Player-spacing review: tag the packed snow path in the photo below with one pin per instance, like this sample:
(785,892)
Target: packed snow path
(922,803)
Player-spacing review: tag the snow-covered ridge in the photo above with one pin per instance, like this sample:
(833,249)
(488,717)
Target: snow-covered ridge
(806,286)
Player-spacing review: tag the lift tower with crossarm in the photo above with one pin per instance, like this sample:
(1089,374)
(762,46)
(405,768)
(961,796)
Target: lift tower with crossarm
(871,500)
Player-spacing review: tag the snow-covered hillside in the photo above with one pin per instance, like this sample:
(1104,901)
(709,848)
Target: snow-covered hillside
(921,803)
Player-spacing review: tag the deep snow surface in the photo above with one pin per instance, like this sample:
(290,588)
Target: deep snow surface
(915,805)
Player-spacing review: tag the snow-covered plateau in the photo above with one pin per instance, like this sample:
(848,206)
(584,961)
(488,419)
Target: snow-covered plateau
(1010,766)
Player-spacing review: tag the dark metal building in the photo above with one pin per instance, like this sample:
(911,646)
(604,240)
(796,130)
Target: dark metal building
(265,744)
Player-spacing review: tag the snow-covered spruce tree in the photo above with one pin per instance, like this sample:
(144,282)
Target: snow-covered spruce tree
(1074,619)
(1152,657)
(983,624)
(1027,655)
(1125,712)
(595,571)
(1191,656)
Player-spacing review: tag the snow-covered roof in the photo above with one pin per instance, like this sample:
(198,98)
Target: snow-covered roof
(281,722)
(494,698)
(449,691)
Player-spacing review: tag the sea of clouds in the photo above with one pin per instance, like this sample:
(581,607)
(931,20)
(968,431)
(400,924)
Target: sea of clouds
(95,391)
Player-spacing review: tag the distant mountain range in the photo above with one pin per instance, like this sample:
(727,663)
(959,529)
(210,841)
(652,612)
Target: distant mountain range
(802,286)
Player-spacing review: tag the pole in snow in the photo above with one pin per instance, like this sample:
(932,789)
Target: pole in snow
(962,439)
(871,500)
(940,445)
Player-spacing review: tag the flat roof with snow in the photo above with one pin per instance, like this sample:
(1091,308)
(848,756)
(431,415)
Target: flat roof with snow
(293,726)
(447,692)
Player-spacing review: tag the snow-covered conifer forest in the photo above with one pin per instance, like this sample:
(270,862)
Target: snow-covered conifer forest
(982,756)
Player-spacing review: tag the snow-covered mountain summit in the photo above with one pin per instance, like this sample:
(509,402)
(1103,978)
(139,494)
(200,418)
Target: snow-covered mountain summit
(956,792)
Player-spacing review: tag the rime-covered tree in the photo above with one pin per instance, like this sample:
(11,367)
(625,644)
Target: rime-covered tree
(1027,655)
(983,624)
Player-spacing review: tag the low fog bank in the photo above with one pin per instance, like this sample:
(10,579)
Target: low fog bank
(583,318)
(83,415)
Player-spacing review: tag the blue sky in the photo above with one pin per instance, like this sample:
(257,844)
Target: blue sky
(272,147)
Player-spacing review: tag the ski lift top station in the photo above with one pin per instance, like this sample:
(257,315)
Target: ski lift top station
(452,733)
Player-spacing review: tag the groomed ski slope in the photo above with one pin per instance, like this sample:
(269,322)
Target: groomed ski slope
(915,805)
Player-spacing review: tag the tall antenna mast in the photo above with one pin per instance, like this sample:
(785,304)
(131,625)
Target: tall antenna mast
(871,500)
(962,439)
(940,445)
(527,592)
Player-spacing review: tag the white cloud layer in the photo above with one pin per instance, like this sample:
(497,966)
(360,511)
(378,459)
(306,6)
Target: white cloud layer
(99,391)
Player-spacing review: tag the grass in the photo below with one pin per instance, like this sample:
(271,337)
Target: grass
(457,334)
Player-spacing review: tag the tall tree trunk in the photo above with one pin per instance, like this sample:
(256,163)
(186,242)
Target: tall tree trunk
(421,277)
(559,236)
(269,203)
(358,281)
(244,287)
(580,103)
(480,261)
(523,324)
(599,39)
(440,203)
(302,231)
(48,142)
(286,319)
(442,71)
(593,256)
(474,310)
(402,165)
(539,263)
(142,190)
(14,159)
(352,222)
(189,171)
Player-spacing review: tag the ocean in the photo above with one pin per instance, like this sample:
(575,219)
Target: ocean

___

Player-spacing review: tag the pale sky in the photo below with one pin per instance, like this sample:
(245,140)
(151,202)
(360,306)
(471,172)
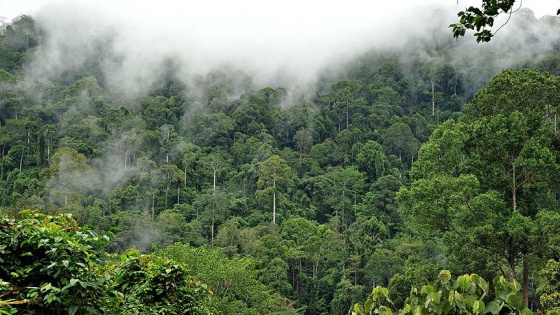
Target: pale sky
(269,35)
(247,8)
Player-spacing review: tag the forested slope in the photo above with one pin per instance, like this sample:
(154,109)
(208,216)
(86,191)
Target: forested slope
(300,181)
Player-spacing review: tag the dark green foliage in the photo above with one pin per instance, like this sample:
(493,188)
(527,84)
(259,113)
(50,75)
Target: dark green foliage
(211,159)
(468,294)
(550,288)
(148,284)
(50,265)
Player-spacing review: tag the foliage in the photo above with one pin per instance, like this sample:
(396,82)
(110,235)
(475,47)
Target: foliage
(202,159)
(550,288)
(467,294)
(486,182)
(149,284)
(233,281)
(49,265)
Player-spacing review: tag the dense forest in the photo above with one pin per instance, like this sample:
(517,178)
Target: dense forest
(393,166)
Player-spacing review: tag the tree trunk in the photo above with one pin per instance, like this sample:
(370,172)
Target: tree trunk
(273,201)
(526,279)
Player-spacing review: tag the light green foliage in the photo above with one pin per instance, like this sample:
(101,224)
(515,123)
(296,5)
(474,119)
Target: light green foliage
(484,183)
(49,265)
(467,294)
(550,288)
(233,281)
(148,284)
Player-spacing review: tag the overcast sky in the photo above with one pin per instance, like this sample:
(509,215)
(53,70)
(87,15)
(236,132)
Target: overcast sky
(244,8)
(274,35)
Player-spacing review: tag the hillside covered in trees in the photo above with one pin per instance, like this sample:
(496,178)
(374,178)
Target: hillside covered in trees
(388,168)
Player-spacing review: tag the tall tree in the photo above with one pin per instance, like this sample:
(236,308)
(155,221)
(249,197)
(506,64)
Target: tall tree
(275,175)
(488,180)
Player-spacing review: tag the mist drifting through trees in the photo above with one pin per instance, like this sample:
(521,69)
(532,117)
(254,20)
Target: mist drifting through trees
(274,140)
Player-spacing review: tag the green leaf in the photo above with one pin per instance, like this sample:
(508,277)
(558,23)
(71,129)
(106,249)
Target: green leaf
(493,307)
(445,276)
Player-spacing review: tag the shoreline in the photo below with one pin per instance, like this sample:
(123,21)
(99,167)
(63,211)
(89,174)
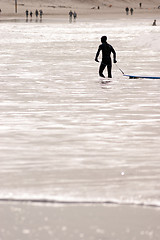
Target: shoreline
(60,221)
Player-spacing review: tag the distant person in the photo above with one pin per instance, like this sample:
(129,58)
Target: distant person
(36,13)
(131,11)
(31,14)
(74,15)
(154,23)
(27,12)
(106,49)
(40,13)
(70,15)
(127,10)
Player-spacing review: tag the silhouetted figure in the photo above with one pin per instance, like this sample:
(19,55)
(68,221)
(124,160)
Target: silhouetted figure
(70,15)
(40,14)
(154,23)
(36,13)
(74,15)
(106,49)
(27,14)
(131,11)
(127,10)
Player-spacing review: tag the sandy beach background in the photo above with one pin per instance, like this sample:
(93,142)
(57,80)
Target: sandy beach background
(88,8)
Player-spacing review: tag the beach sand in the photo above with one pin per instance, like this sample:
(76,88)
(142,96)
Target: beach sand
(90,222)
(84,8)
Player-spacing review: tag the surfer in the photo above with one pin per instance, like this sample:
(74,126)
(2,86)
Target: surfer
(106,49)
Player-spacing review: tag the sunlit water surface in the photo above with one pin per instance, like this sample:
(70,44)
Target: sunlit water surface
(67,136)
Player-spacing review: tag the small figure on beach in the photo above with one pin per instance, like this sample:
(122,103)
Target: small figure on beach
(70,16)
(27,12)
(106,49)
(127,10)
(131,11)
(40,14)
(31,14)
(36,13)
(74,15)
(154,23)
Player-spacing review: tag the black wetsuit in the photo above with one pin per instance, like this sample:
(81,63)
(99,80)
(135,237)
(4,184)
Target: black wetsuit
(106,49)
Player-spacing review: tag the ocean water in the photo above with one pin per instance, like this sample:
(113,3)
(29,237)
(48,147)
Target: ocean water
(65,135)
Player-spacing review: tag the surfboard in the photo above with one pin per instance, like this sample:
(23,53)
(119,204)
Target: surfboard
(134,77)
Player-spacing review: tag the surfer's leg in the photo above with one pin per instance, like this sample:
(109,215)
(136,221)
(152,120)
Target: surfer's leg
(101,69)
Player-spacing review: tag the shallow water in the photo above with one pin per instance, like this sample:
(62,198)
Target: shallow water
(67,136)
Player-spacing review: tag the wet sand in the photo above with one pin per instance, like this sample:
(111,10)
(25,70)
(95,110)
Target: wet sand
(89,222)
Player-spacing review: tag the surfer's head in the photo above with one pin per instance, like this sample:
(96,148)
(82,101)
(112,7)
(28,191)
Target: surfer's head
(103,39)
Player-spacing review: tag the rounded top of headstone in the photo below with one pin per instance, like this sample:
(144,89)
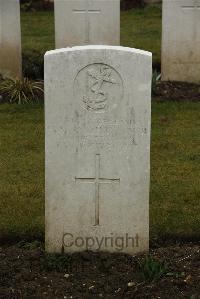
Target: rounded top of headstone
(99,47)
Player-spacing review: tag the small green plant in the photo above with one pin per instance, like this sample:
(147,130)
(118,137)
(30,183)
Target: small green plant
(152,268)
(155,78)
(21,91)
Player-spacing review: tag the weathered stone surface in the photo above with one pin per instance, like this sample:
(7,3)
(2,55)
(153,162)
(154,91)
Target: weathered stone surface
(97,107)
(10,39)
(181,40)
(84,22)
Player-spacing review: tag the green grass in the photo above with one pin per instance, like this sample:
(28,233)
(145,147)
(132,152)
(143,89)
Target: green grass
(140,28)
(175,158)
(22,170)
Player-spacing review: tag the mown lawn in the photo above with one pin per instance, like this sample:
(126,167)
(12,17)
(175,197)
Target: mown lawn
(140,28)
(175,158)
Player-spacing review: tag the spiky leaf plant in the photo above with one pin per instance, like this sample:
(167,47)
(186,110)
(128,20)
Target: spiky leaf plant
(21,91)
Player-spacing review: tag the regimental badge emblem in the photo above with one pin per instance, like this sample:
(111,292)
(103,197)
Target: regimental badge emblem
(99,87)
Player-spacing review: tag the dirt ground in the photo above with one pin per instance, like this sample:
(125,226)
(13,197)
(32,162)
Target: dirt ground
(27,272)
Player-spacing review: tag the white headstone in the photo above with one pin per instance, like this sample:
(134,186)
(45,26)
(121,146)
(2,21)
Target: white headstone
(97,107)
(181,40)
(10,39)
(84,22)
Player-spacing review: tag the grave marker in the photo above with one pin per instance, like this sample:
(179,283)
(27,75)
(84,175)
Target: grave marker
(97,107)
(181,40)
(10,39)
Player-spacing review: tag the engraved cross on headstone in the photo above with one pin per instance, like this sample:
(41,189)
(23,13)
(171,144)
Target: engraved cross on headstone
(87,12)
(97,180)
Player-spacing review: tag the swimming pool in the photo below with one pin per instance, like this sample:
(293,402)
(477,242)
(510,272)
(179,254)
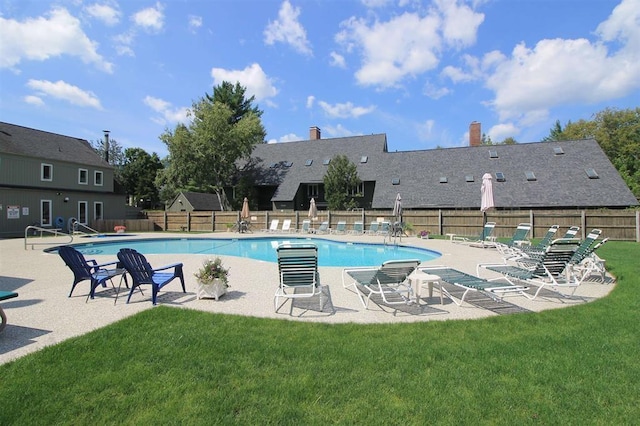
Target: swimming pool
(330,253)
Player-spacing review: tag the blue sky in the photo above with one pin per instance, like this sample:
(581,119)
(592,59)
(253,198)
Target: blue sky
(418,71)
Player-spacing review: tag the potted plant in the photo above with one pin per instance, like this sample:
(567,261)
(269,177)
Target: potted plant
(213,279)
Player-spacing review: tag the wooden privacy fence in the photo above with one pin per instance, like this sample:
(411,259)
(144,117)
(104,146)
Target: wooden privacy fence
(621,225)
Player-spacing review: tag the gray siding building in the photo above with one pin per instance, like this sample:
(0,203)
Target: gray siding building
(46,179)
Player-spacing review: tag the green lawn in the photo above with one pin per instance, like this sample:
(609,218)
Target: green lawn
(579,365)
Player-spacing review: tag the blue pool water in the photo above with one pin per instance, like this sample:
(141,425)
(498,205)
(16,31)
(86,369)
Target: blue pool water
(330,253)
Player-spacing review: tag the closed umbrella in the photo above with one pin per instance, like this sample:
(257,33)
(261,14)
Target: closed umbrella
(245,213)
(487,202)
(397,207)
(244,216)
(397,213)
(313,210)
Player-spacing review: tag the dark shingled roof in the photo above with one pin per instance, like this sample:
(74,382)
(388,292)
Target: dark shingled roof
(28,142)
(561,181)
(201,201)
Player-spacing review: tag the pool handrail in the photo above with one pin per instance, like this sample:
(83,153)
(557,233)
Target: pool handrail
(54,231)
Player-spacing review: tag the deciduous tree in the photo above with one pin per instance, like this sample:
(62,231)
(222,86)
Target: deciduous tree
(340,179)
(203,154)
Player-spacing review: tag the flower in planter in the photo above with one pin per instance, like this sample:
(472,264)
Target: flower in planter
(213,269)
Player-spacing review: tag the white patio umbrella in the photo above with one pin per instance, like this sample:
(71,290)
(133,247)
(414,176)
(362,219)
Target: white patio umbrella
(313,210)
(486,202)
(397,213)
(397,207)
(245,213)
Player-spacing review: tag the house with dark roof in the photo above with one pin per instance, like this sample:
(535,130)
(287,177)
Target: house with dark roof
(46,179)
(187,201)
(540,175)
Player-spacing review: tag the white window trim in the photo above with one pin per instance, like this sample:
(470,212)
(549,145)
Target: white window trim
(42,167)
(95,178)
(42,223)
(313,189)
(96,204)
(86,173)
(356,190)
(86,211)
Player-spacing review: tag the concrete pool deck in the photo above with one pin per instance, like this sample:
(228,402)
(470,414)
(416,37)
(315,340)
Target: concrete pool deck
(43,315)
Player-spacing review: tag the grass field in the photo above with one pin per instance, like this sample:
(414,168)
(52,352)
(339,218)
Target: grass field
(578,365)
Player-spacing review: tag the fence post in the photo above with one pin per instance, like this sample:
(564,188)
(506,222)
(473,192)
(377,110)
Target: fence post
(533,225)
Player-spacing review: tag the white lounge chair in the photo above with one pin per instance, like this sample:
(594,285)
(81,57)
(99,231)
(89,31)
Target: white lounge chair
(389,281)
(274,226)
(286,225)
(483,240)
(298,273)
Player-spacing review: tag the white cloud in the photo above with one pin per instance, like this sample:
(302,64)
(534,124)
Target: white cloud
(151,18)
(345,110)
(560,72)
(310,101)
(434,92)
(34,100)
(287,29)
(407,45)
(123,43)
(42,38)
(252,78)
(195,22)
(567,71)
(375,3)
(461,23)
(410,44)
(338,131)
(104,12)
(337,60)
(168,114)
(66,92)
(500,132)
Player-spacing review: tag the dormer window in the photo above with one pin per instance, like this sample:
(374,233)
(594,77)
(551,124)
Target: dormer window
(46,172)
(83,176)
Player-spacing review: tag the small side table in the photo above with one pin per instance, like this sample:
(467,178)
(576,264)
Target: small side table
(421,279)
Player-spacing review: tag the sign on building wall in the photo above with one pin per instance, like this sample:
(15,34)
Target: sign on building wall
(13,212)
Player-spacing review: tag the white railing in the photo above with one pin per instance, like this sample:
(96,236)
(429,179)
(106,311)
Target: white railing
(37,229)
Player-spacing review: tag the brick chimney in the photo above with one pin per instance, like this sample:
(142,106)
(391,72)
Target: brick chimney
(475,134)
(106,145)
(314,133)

___

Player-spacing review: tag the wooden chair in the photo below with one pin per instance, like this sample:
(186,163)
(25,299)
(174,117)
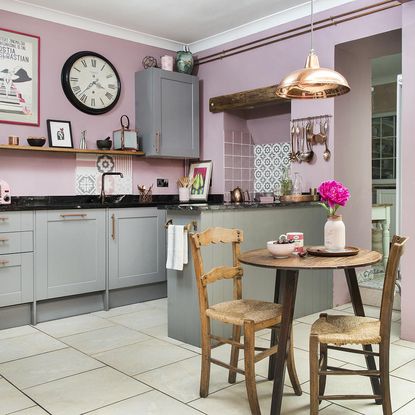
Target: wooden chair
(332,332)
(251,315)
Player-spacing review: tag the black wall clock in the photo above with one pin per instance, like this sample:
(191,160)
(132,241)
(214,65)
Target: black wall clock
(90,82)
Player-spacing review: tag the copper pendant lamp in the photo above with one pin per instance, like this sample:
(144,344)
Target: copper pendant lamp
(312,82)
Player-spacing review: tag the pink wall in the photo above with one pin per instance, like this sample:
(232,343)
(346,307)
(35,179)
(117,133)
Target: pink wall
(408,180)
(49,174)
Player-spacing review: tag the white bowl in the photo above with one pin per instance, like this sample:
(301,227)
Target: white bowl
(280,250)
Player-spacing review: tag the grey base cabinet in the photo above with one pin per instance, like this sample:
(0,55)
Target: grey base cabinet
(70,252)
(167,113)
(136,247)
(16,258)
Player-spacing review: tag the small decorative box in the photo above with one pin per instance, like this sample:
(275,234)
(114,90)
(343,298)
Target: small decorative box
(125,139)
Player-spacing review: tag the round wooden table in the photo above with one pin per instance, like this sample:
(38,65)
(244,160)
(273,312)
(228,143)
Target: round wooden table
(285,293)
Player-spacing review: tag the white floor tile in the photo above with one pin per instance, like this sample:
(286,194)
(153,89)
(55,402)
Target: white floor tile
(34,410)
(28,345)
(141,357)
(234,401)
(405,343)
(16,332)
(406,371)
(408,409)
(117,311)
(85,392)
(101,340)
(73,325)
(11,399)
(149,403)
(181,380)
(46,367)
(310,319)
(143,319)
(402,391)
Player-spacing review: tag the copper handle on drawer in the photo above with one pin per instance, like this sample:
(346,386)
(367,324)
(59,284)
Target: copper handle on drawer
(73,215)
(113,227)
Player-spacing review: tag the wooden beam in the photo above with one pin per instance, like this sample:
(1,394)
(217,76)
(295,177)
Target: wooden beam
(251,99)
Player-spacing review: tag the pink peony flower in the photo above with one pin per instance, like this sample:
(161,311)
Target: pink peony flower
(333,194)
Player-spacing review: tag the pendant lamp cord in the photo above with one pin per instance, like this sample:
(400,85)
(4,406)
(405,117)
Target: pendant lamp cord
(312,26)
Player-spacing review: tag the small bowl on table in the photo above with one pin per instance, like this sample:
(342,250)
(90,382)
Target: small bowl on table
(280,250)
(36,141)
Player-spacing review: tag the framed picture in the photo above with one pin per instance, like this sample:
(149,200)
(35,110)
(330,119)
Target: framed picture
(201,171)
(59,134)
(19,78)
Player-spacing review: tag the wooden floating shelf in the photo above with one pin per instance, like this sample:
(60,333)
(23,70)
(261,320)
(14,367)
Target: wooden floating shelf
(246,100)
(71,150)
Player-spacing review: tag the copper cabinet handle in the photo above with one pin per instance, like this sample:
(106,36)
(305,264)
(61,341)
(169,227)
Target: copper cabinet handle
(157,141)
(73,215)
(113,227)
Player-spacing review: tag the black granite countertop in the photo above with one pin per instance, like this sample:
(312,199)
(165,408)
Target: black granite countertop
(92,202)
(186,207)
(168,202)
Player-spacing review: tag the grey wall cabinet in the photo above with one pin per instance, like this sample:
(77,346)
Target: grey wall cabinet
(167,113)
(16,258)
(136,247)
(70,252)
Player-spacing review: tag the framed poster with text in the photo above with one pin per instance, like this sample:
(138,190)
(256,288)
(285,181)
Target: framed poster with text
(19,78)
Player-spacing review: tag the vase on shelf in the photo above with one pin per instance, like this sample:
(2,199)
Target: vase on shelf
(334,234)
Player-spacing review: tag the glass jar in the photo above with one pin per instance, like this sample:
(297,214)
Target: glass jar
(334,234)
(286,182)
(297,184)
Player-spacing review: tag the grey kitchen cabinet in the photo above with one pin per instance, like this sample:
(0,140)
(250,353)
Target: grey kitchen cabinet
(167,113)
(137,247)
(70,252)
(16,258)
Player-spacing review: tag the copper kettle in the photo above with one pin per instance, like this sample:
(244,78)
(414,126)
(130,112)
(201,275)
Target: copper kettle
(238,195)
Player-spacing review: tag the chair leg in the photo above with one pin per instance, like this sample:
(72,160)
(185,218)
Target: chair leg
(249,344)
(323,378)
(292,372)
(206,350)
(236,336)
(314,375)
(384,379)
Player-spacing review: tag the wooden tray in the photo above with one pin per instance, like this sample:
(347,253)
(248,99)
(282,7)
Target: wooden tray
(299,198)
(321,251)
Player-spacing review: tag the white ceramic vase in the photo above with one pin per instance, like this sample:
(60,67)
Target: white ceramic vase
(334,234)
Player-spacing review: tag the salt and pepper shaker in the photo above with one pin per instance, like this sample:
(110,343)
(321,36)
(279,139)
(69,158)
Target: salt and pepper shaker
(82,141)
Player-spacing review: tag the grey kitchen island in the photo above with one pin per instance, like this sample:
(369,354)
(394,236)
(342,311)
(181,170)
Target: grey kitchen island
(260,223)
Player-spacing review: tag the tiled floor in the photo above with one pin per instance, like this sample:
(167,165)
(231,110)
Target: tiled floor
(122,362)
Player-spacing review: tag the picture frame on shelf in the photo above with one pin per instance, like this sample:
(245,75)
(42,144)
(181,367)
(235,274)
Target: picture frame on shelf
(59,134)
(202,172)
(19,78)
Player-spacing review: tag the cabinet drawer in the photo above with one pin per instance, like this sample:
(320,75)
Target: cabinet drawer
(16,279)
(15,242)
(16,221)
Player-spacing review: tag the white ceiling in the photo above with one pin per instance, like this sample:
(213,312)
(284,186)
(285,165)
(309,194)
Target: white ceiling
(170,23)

___

__EXERCISE DETAILS__.
Find each line in the entries above that contains the word "dirt" and copy those lines out.

__FULL ANSWER__.
Player-spacing review: tag the dirt ground in the photo above with one pin per instance, like this sample:
Target: dirt ground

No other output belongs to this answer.